WHAT TO PRODUCE →
Extend the page extract on atheism, morality and purpose, starting right after its final sentence.

START PAGE EXTRACT

But here’s the thing. The real world changes. The real world has different environments, with different characteristics. Predictably, different areas of the world end up with different “ultimate moralities”. Well, predictably, unless you base your prediction on one single omniscient, omnipotent deity with one set of moral standards for all of humanity. For me, I’d much rather have a morality that is responsive to the real world.

In a universe without God, the universe runs its course and ultimately will cease to exist. Your life and my life are no different than that of my dog, Cocoa. We were here, then we were not.

In atheism, one must create ultimate purpose. But if your idea of ultimate purpose is different than mine, who is right? It’s obvious that without God, the universe and our lives hold no purpose.

Yes, the universe will run its course and ultimately will cease to exist. This is the truth. Would you have us believe a lie? Mind you, we’ll all be long gone before the sun explodes, let alone the heat death of the universe, so the question has little real bearing on us. (Of course, in one view of objective morality, by the time this happens, those among us who did not believe in and swear allegiance to the right deity in the right manner will all be just beginning an eternity of burning in a lake of fire, so maybe non-existence isn’t so bleak. I don’t have any bad memories of before I was born, after all.)

The logical consequences of atheism elicit emotion because to live consistently as an atheist is untenable. Grasping these truths put me on the narrow path that is brightly lit, not by me, but by the sacrifice, love and grace of Jesus Christ.

Frankly, this is a lie. Whether deliberate or not, there is no logical pathway from “atheism’s consequences are scary” to “therefore, Jesus“. You need positive evidence–ok, no, you don’t need it, cos there’s no law that says you have to be logical, or even rational. The truth is, the author is part of a Christian community, and believes for the same reasons most people do–because that’s what those around him do. He has his community’s distorted view of the sterile life of the everyday atheist, and for some reason thinks he’s not insulting us by sharing it. That’s all it is, when you dig a little deeper.

He needs to remember the first rule of holes.

Comments

  1. The Ridger says

    “X, therefore Jesus” is a very popular “argument”. His boils down to “Reality is scary, therefore I prefer to feel like God is looking out for me”. Okay. But it’s not persuasive.

    ps – once again, my (vain) complaint about FTB’s commenting system and its inability to recognize me. This time I add that when I tried to comment from my phone, I was shunted to a contribution page.

END PAGE EXTRACT
START DATASET ROWS

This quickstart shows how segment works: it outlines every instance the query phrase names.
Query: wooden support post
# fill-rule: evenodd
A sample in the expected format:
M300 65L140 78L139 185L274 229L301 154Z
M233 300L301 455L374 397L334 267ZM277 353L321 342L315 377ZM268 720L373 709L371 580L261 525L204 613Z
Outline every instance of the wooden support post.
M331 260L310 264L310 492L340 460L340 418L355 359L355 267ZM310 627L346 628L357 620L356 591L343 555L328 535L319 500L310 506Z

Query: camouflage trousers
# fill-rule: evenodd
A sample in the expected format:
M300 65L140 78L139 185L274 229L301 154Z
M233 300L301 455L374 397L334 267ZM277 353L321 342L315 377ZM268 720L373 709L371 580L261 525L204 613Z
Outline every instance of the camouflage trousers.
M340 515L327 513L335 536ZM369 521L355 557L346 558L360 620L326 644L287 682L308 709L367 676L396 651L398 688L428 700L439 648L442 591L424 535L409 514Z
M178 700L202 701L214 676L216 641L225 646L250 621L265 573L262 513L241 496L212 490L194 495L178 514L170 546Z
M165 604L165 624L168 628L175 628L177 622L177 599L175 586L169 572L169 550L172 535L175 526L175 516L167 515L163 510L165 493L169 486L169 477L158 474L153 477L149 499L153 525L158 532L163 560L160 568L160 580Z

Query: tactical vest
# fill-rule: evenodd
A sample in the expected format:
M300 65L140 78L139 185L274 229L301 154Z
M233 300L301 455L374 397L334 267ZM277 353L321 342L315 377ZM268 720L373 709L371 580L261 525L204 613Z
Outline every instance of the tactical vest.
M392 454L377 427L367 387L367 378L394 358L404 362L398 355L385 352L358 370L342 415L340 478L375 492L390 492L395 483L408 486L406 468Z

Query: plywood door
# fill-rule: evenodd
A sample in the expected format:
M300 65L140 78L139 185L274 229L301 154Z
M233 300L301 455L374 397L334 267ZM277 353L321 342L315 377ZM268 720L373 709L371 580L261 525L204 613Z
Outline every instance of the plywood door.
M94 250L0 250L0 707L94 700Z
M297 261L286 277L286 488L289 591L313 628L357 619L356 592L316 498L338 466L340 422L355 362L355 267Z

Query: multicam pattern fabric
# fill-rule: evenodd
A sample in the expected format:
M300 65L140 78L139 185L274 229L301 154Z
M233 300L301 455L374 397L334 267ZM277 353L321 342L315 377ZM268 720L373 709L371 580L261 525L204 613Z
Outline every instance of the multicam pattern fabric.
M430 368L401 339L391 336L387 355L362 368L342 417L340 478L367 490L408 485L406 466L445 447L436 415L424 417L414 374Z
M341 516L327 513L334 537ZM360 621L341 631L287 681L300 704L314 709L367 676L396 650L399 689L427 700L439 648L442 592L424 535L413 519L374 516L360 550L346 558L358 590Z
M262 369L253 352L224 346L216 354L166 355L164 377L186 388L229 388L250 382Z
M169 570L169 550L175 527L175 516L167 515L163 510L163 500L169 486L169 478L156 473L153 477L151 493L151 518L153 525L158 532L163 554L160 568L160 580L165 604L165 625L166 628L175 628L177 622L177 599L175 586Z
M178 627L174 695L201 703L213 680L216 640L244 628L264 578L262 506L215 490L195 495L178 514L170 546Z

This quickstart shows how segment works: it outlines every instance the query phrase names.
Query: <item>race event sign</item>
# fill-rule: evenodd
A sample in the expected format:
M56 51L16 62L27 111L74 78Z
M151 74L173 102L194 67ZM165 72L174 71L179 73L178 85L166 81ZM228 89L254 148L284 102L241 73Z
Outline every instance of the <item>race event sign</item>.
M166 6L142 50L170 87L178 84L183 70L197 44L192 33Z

END DATASET ROWS

RESPONSE TO THIS TASK →
  2. Cuttlefish says

    Ridger, I have no idea what is happening with that–but for the first time in forever, when I first wrote to reply, I myself was not recognized, had to log in, and lost my earlier comment. No contribution page, though. I will forward your complaints, as I have the last.

    A previous different person with a similar problem found her cure to be the red-and-grey FtB icon at the top left over the comment box. But it still should have recognized you!

  3. maudell says

    I’m so grateful to those christians who let me know what I really believe as an atheist. Otherwise, I would not have known that I think morality is a matter of personal taste. I *feel* like I don’t believe that, but who am I to know what my beliefs are?

    (Oh, is it time to play ‘I know what christians really believe’? [evil laughter])

  4. Cuttlefish says

    Actually, maudell, we (atheists–or some of us, at least) do that quite often! It is said that only two groups take the bible literally–biblical literalists, and atheists. A great many Christians absolutely do not believe everything that, say, they say they do while reciting the Nicean Creed. Some admit this willingly; others blush to admit it, and others don’t realize it until it is pointed out to them. “What Christians believe” is nearly (or maybe every bit) as broad a brush as “what atheists believe”, even though, in theory, they belong to a positively defined group.

  5. Al Dente says

    I think it’s the theists, particularly the Jesusites, who should despair. They’re told they’re sinners who deserve infinite punishment. They have to keep a sadistic god (the one with a large torture chamber in the basement) happy or else spend infinity being tortured. Doesn’t seem very joyous to me.

  6. Usernames are smart says

    Ahem.

    As the father of an 8-month-old, I cannot fathom being consistent in a world view to teach him that anything is permitted.

    And yet, he is doing just that! By putting his god in charge of his morality, he is essentially abdicating his own reason and judgement of morality for the ‘anything is permitted as long as it gets the thumb up from Sky Daddy’-code of morality.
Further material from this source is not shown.